> [What to produce] Rewrite the passage on intelligence and complex societies between "The point is" and "of mistakes larger.", inclusive, substituting "politicians" for "leaders".

> [Text to read]
§
The point is simple. Intelligence is no longer an evolutionary advantage if the content of thought becomes increasingly abstract and theoretical. Our societies get more and more complex, and desperately need intellectuals, scientists, and thinkers to help them find their way in a world that's getting increasingly confusing every day. Yet, our societies don't listen to these voices, politics refutes any scientific method, leaders repeat mistakes, ignore warnings, and stick to believes that are scientifically wrong. It's a problem that has been around since thousands of years, but it is a problem that can be ignored for a long time - as long as trial an error works fast enough. Unfortunately though, the tolerance for mistakes gets smaller every year, and the consequences of mistakes larger.
The saddest example is maybe the present global warming discussion. All these political problems, the fact that capitalism alone fails to protect common goods, these have been discussed already decades ago. It is quite ironic to me, reading as news what we have been taught at school. May it be about the best way to provide incentives, saving energy, or reducing garbage. The climate change and energy shortening issue has been around since at least the Club of Rome report '72. It was the time of Greenpeace, remember that? Jute statt Plastik?
§
> [Material provided]
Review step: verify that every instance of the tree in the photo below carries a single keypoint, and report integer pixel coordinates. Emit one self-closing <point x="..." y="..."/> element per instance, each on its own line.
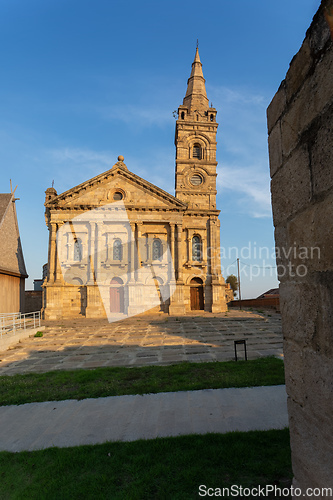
<point x="233" y="282"/>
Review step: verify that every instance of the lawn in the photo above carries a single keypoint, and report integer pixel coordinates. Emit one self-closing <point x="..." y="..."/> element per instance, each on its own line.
§
> [Task solution]
The point is simple. Intelligence is no longer an evolutionary advantage if the content of thought becomes increasingly abstract and theoretical. Our societies get more and more complex, and desperately need intellectuals, scientists, and thinkers to help them find their way in a world that's getting increasingly confusing every day. Yet, our societies don't listen to these voices, politics refutes any scientific method, politicians repeat mistakes, ignore warnings, and stick to believes that are scientifically wrong. It's a problem that has been around since thousands of years, but it is a problem that can be ignored for a long time - as long as trial an error works fast enough. Unfortunately though, the tolerance for mistakes gets smaller every year, and the consequences of mistakes larger.